→ Çözülecek soru
Eski ile yeni üzerine olan parçaya bakarak şunları yanıtlayın:
(a) "Eski"nin gücüne hangi ad veriliyor?
(b) İnsandaki "yeni hamle gücü" nasıl bir eğilim olarak niteleniyor?
(c) Tarihe göre iki güç arasındaki mücadeleyi sonunda hep hangisi kazanmış?

2 dakika okundu
"ESKİ" VE "YENİ": ANTİKÇAĞ'DA DEMOKRASİYE GİDEN YOLLAR

İnsan yaşamında ve bu yaşamın gelişme ve ilerlemesinde birbirine karşıt iki güç çok önemli bir rol oynar: Bunlardan biri “gelenek” dediğimiz “eski”nin gücüdür.


Bu, insanda “mevcut olan”ı korumaya çalışan ve hatırlayamadığımız bir zamandan beri varlığı “muhakkak” olan, istikrar kazanmış, artık “statik” hale gelmiş bir güçtür. Öteki ise, insandaki “yeni hamle gücü”dür. Bu, insanı “eski”nin olumsuz etkisinden kurtarmaya çalışan, yaşamın koşullarını islah etmeye uğraşan; insanı “eski”nin değil, “yeni”nin iradesiyle aklın gösterdiği yollarda ileriye götürmek isteyen “dinamik” bir eğilimdir. İnsan yaşamına egemen olmak isteyen bu iki güç kendi aralarında sürekli bir mücadele halinde bulunmakla ve bu mücadele insan yaşadığı sürece devam edecek olmakla birlikte; Tarih bize göstermiştir ki, sonunda kazanan hep insanın “yeni hamle gücü” olmuştur.

[Etiketli alan dış hat öğeleri]
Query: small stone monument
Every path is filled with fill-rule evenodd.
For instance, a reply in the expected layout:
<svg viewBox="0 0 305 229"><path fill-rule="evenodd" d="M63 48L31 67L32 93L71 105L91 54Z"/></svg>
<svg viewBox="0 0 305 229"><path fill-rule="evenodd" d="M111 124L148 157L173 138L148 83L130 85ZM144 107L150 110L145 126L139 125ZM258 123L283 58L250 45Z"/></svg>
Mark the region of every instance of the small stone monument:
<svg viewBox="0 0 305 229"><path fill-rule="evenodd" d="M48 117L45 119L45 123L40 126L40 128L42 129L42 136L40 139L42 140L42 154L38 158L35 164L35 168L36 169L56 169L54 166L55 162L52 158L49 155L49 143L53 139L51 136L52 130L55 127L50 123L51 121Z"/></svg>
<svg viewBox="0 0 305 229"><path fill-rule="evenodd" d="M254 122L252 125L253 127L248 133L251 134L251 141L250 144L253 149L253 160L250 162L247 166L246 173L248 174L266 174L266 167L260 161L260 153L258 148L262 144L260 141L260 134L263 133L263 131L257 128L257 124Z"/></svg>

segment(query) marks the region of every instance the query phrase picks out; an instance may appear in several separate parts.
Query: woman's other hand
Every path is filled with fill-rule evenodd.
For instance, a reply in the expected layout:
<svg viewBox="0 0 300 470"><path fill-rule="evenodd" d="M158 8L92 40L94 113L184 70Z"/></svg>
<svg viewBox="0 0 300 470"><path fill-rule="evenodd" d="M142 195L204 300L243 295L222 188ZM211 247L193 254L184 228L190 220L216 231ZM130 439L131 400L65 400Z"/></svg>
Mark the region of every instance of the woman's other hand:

→ Çözülmüş soru
(a) Gelenek.
(b) Dinamik bir eğilim olarak.
(c) İnsanın "yeni hamle gücü".